:: CONSIGNES ::
[a] Résumez en deux phrases l'extrait ci-dessous consacré à l'arrêt du Conseil d'État du 22 novembre 2017.
[b] Relevez, dans l'extrait ci-dessous, toutes les sommes dont l'article L. 48 du Livre des procédures fiscales exige que le montant soit indiqué dans la proposition de rectification.

:: TEXTE À ÉTUDIER ::

CE, 22 novembre 2017, n°393297
L’article L. 48 du Livre des procédures fiscales (LPF) dispose qu’à l’issue d’un examen contradictoire de la situation fiscale personnelle (ESFP) ou d’une vérification de comptabilité, lorsque des redressements sont prononcés, l’administration fiscale doit indiquer dans une proposition de rectification le montant des droits, taxes et pénalités résultant de ces redressements, avant que le contribuable ne présente ses observations ou accepte les rehaussements proposés. En se fondant sur un tel article, le Conseil d’État proclame qu’en cas d’ESFP et d’une vérification de comptabilité simultanés, les conséquences financières des rectifications doivent être mentionnées dans des deux propositions de rectification distinctes, propres à chaque procédure.
En l’espèce, un contribuable exploite un fonds de commerce de restauration et fait à ce titre l’objet d’une vérification de comptabilité. Parallèlement, avec son conjoint, ils font également l’objet d’un ESFP. Les deux procédures de contrôle se soldent par des rehaussements dans la catégorie des traitements et salaires ainsi que dans la catégorie des bénéfices industriels et commerciaux. Cependant, la proposition de rectification ayant trait à la vérification de comptabilité ne mentionne qu’une rectification de la base imposable. Les conséquences financières – droits et pénalités – en résultant sont quant à elles mentionnées dans la proposition de rectification relative à l’ESFP.

:: DONNÉES FOURNIES ::
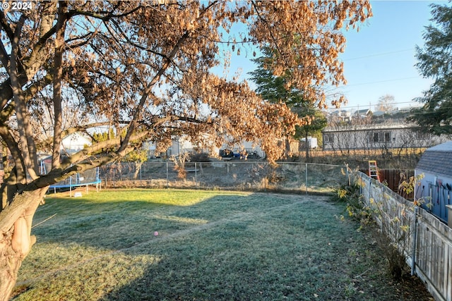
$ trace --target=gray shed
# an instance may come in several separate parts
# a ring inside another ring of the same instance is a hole
[[[416,185],[415,199],[422,199],[422,207],[447,223],[446,205],[452,204],[452,141],[438,145],[425,150],[415,176],[424,178]]]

:: CORRIGÉ ::
[a] L'article L. 48 du Livre des procédures fiscales impose à l'administration fiscale d'indiquer, dans une proposition de rectification, le montant des droits, taxes et pénalités résultant des redressements prononcés à l'issue d'un examen contradictoire de la situation fiscale personnelle ou d'une vérification de comptabilité. Sur ce fondement, le Conseil d'État juge qu'en cas de procédures simultanées, ces conséquences financières doivent figurer dans deux propositions distinctes, alors qu'en l'espèce elles n'étaient mentionnées que dans la proposition relative à l'examen de la situation fiscale personnelle.

[b]
- les droits
- les taxes
- les pénalités